Compilation album by Strawbs
- Released: 1990
- Recorded: 1966 – 1968
- Genre: Folk rock; progressive folk; bluegrass;
- Label: Dirty Linen

Strawbs chronology
| Don't Say Goodbye (1987) | Preserves Uncanned (1990) | Sandy Denny and the Strawbs (1991) |

= Preserves Uncanned =

Preserves Uncanned is a compilation album of songs by Strawbs. Some tracks, however, were not released on studio albums. The recordings themselves are demos dating from the mid to late '60's.

==Track listing==

===Side one===
1. "Coal Creek March" (Dave Cousins)
2. "Sail Away to the Sea" (Cousins)
3. "That Which Once Was Mine" (Cousins)
4. "How Everyone But Sam Was a Hypocrite" (Cousins)
5. "October to May" (Cousins)
6. "On My Way" (Cousins)
7. "All I Need is You" (Cousins)
8. "Josephine, For Better or for Worse" (Cousins)
9. "We'll Meet Again Sometime" (Cousins)

===Side two===
1. "Spanish is the Loving Tongue" (traditional)
2. "Handsome Molly" (traditional)
3. "Hard Times" (Cousins)
4. "How I Need You" (Cousins)
5. "The Man Who Called Himself Jesus" (Cousins)
6. "Pieces of 79 and 15" (Cousins, Tony Hooper)
7. "Following the Rainbow" (Cousins)
8. "Always on My Mind" (Hooper)
9. "Martin Luther King's Dream" (Cousins)

Record excerpts:
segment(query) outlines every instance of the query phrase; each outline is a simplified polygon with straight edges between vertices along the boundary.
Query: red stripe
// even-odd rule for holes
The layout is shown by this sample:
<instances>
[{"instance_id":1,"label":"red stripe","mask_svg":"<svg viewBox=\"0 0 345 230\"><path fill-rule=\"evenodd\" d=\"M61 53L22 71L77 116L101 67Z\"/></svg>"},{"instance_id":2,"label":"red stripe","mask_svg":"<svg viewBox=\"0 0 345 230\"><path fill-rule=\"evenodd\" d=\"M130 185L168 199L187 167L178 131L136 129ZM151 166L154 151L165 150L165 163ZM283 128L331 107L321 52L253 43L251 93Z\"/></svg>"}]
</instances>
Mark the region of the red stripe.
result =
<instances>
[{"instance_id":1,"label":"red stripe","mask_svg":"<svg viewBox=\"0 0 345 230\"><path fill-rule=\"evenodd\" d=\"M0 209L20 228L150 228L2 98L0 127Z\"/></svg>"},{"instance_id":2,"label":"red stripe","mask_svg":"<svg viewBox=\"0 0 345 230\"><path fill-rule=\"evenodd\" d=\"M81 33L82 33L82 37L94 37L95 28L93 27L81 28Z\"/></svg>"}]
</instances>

---

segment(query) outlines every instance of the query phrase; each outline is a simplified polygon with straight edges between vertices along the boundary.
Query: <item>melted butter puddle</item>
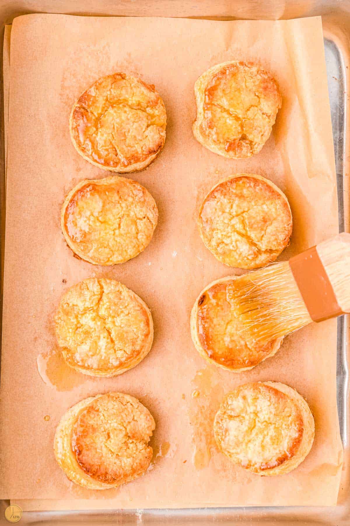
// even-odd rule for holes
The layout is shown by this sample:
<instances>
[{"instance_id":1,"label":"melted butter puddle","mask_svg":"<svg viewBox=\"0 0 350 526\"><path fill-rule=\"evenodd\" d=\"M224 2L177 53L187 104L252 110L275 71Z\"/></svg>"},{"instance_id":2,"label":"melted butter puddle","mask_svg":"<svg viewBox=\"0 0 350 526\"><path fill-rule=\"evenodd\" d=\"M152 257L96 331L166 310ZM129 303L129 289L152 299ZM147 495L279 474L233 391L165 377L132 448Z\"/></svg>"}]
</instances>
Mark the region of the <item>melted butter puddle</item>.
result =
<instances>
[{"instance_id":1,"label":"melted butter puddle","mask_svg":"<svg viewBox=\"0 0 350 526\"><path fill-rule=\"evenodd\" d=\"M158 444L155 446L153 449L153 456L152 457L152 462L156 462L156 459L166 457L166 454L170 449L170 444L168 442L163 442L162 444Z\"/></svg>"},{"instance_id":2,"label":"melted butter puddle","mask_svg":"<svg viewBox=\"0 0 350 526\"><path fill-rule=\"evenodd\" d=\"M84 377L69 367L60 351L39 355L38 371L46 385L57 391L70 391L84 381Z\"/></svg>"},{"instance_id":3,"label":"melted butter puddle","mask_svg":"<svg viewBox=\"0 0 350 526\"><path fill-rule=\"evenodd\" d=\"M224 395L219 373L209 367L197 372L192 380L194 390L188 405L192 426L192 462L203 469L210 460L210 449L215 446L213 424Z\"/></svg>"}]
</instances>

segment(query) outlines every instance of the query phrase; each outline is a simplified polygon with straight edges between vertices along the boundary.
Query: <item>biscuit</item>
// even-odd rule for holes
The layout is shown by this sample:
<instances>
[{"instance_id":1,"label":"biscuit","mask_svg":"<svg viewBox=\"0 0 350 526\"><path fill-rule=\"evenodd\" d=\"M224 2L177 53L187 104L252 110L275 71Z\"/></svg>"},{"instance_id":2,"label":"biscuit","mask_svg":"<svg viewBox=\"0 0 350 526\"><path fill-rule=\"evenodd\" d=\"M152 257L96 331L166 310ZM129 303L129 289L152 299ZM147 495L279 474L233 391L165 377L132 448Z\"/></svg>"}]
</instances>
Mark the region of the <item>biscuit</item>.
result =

Required task: Rewrite the Preserves Uncanned text beginning at the words "Strawbs chronology" and stopping after "to late '60's.", putting "rough recordings" in place of "demos". Nothing in the lines is needed.

Worked solution:
Strawbs chronology
| Don't Say Goodbye (1987) | Preserves Uncanned (1990) | Sandy Denny and the Strawbs (1991) |

= Preserves Uncanned =

Preserves Uncanned is a compilation album of songs by Strawbs. Some tracks, however, were not released on studio albums. The recordings themselves are rough recordings dating from the mid to late '60's.